Given instruction:
Reproduce the passage on Region 3 rice yields word for word, from "Region 3’s 360,000" to "P1,200, per hectare.".

Text shown:
========================================

While it is not being so recognized by the national government, Region 3 accounts for more than 70 percent of total rice incremental yield in the Philippines, according to Department of Agriculture (DA) Region 3 Chief Andrew B. Villacorta.

This is based on the 360,000 MT of rice it brought to the national production as of 2014.

A collaboration between Region 3-Department of Agriculture, local government units (LGU) as those of national rice granary Nueva Ecija and Tarlac, and private seed companies led by hybrid rice pioneer SL Agritech Corp (SLAC).

Region 3’s 360,000 MT of increase in yield accounts for 72 percent of the 500,000 MT total increase in yield in the Philippines in its 2014 rice production of more than 19 million MT.

Incremental yield mainly comes from two factors—increase in area and good seed. While there may not be a significant increase in physical rice area, much of the increase in yield comes from the use of good seeds, particularly hybrid rice.

“We saw a joint effort of the local government, national government, private sector. We have a good working relationship,” Villarcorta said at a harvest festival of SLAC in La Paz, Tarlac.

For one, the municipal government of La Paz, Tarlac led by Mayor Michael M. Manuel granted a P1,000 per bag per hectare subsidy to farmers. Tarlac province LGU gave a similar P1,000 subsidy, and DA, P1,200, per hectare.

As there is no significant increase in the physical area, hybrid rice area in Region 3 expanded substantially in this current 2015 dry season (DS) to 84,000 hectares, a 64.7 percent growth from the 2014 DS area .

========================================

Given data:
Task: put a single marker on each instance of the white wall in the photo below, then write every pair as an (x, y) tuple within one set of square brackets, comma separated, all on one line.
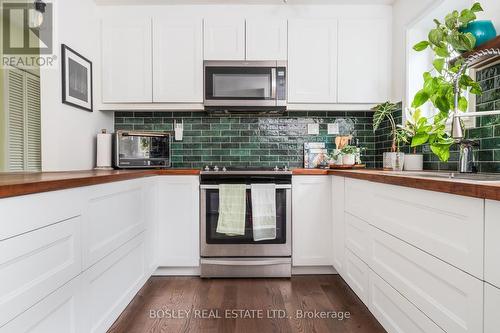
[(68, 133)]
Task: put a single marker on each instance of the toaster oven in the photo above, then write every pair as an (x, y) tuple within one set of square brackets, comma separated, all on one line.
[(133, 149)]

========================================

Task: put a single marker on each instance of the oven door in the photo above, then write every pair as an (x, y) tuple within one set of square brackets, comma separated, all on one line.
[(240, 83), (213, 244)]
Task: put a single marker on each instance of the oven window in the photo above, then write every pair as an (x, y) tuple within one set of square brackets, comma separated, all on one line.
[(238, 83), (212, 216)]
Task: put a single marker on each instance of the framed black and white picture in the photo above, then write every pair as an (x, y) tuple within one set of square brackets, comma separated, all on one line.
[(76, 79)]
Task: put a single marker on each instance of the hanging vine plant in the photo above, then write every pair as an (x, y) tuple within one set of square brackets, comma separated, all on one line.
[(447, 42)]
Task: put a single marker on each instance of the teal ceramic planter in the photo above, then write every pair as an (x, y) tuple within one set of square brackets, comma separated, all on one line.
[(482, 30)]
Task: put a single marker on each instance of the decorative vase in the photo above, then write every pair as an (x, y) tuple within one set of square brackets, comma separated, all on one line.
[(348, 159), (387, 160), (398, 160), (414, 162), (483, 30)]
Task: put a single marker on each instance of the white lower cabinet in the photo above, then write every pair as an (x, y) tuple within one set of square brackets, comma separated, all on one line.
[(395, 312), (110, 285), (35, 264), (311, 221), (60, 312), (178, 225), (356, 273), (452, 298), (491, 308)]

========================================

Final answer:
Region 3’s 360,000 MT of increase in yield accounts for 72 percent of the 500,000 MT total increase in yield in the Philippines in its 2014 rice production of more than 19 million MT.

Incremental yield mainly comes from two factors—increase in area and good seed. While there may not be a significant increase in physical rice area, much of the increase in yield comes from the use of good seeds, particularly hybrid rice.

“We saw a joint effort of the local government, national government, private sector. We have a good working relationship,” Villarcorta said at a harvest festival of SLAC in La Paz, Tarlac.

For one, the municipal government of La Paz, Tarlac led by Mayor Michael M. Manuel granted a P1,000 per bag per hectare subsidy to farmers. Tarlac province LGU gave a similar P1,000 subsidy, and DA, P1,200, per hectare.